### Exercise prompt
Can you reproduce the stretch of the chilled water plant case study from "Key aspects of" through "trended, and optimized.", switching "pre-piping" to "re-piping"?

### Document segment
Start of Block
Case #1

Main Problem

Low temperature difference across chilled water systems, high energy consumption in the central chilled water plant, old gas engine-driven chillers piped in series configuration.


The approximately 40-story building had a perimeter induction air system with intermediate heat exchangers on several floors. The heat exchangers were served by the central chilled water plant and had three-way modulating valves to control the secondary leaving water temperature. To learn the real cooling load profile on the building, we took several steps:

  • installed the front end of a building automation system
  • installed high accuraccy temperature sensors and flow meter in the chilled water supply and returns
  • wrote equations to calculate the tonnage on the building
  • performed load calculations to include "load diversity"

By logging tonnage, supply and return chilled water temperature, and chilled water flow rate over an extended period of time, we were able to correctly redesign the central chilled water plant. IES founder Steve Griffin's experience engineering for a large manufacturer gave him particular insight into the part load characteristics and selection of centrifugal chillers.

Key aspects of the redesign resulted in an estimated energy savings of about $50,000 per year:

  • pre-piping of the chiller plant
  • changing the valves on the intermediate heat exchangers
  • the installation of a new 1000-ton high efficiency chiller
  • changing to variable-flow systems to eliminate a 100 HP pump

The variable pumping system and high efficiency chiller solved the low temperature difference of the chilled water system and substantially reduced the operating cost of the plant. As part of the design and installation, the control system was extended to critical portions of the system so that after installation, the system could be monitored, trended, and optimized.

The commissioning and optimization part of the project was crucial. Although the empirical data was gathered up front, it was important to optimize the central plant after the installation process. The commissioning process not only helped in monitoring and controlling all the design parameters but also addressed operational events after installation.
End of Block
### Data supplied
Start of Block
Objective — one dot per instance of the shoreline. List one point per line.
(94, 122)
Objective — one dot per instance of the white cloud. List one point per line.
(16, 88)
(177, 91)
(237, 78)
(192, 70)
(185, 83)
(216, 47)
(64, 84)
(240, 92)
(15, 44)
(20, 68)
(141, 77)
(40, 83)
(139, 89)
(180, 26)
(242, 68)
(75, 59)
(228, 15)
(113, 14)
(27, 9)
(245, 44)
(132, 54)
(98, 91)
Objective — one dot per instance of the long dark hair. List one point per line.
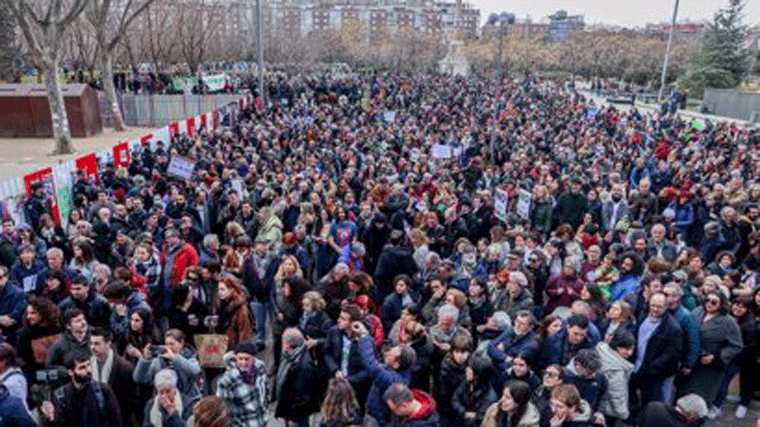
End of Block
### Your response
Key aspects of the redesign resulted in an estimated energy savings of about $50,000 per year:

  • re-piping of the chiller plant
  • changing the valves on the intermediate heat exchangers
  • the installation of a new 1000-ton high efficiency chiller
  • changing to variable-flow systems to eliminate a 100 HP pump

The variable pumping system and high efficiency chiller solved the low temperature difference of the chilled water system and substantially reduced the operating cost of the plant. As part of the design and installation, the control system was extended to critical portions of the system so that after installation, the system could be monitored, trended, and optimized.